## Given problem
Please copy the data from its start through the line with "point(806, 827)", both included, keeping every line, and shift each coordinate in the answers by adding 112 to it. Leave the other lines unchanged.

┌─ Exercise data

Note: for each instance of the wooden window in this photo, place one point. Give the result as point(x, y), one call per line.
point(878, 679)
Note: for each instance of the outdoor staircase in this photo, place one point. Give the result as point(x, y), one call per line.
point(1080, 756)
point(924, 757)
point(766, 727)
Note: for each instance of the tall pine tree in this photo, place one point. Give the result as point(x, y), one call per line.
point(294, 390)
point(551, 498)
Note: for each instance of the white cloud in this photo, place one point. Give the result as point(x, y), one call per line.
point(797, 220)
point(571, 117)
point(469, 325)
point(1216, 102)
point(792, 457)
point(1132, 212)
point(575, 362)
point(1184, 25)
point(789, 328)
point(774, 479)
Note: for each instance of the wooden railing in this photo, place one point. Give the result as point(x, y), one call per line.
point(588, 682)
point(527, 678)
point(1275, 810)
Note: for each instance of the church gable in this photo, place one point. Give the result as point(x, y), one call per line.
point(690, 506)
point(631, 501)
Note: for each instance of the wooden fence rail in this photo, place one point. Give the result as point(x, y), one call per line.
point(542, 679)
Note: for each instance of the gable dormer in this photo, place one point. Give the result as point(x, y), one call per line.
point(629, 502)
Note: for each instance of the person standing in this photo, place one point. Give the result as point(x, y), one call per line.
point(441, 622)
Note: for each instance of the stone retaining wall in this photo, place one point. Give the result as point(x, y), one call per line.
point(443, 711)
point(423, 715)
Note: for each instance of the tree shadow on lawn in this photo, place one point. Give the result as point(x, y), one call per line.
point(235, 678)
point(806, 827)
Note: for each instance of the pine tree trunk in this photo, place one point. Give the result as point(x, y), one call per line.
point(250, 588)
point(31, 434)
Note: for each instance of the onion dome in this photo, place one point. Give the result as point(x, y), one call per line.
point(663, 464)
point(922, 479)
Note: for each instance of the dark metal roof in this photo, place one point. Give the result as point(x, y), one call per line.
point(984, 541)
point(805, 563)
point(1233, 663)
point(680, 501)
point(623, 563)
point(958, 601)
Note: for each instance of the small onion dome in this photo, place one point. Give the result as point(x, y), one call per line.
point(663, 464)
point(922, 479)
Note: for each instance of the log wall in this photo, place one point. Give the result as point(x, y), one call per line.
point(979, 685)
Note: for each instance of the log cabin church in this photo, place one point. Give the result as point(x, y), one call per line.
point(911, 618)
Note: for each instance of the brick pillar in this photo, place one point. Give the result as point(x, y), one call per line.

└─

## Correct result
Note: for each instance of the wooden window in this photo, place one point. Give the result as point(x, y), one call per line.
point(990, 791)
Note: for each instance of the outdoor staircase in this photo, place one point. Give the result as point(x, y), one call per line.
point(1192, 868)
point(1036, 869)
point(878, 839)
Note: for each instance of the tall pine tree in this photo, place one point. Give the result as point(x, y), one call per line.
point(406, 502)
point(663, 610)
Note: for each instance of the white cloud in this photo, place one point. Give the result as point(x, y), one call per line.
point(909, 332)
point(683, 229)
point(581, 437)
point(1328, 214)
point(904, 569)
point(1244, 324)
point(687, 474)
point(1296, 137)
point(901, 440)
point(886, 591)
Note: for each instance of the wooden railing in this photo, place one point. Give the result as point(x, y), one call per line.
point(700, 794)
point(639, 790)
point(1387, 922)
Note: for each instance of the church gable in this photo, place one point. Give the result as point(x, y), one call per line.
point(802, 618)
point(743, 613)
Note: for each instance of the wooden fence rail in this photo, place one point. Give the result as point(x, y), one call per line.
point(654, 791)
Note: for each instance of the gable dormer in this photo, place one point. Give the result as point(x, y), one call per line.
point(741, 614)
Note: for each instance of the person standing in this photo, place one point. Give the result as point(x, y), one call per line.
point(553, 734)
Note: for each instance of the stone retaining wall in this photo, place one point. Give the result as point(x, y), one call per line.
point(555, 823)
point(535, 827)
Note: for each instance of the tree shadow on lawn in this photo, place one point. Give the result as point(x, y), one call per line.
point(347, 790)
point(918, 939)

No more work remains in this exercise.